**Recorded data**.
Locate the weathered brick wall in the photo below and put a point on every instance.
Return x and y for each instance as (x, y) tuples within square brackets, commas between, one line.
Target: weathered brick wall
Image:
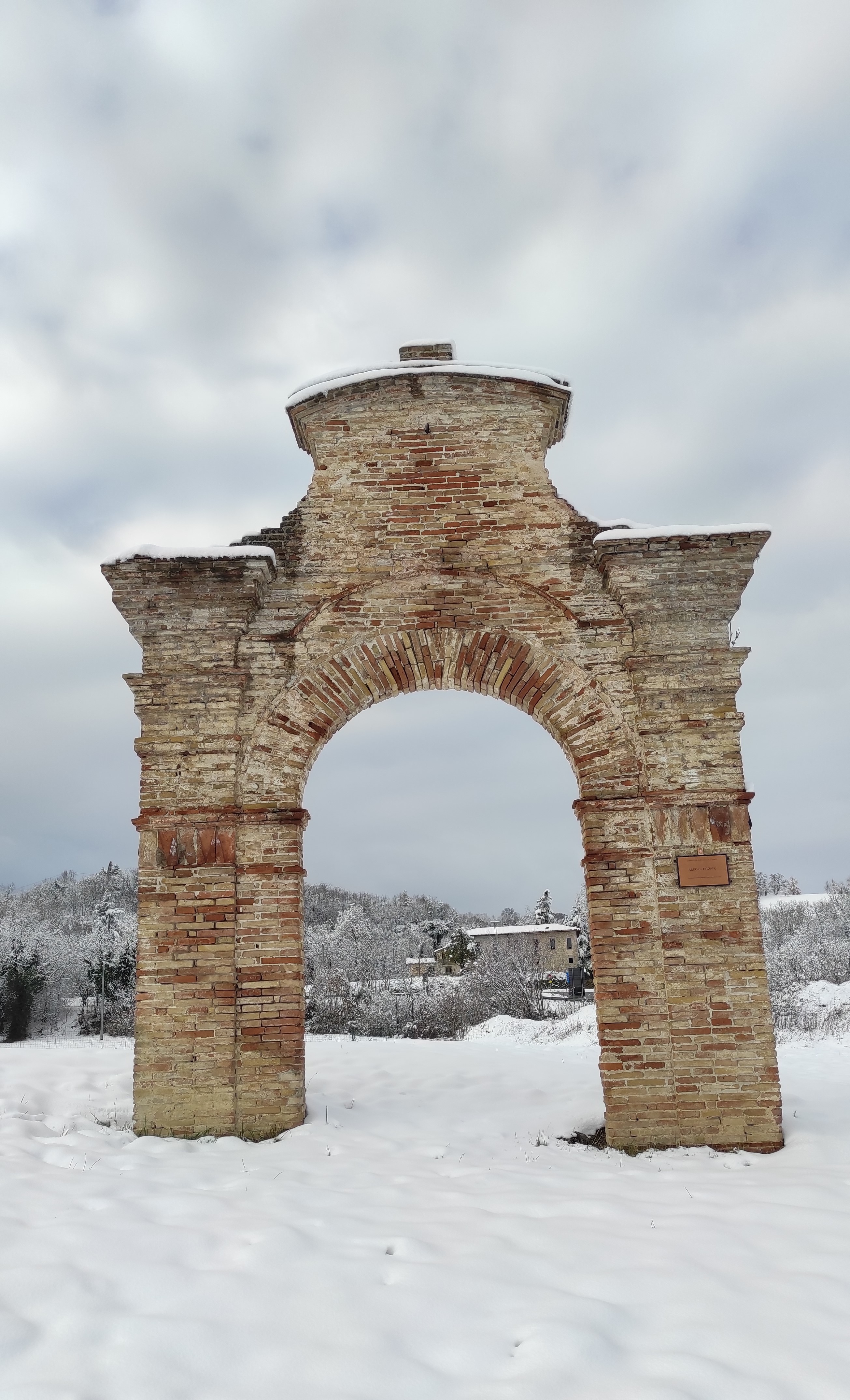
[(433, 552)]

**Try it**.
Give again, word for word, only the lines from the one with "Return x and" through the last line of the entries, both included; no pictures go in the copy.

**Answer section**.
Return x and y for each instance as (x, y) tuples within square brackets, commas between, one line.
Target: weathered brick wall
Image:
[(433, 552)]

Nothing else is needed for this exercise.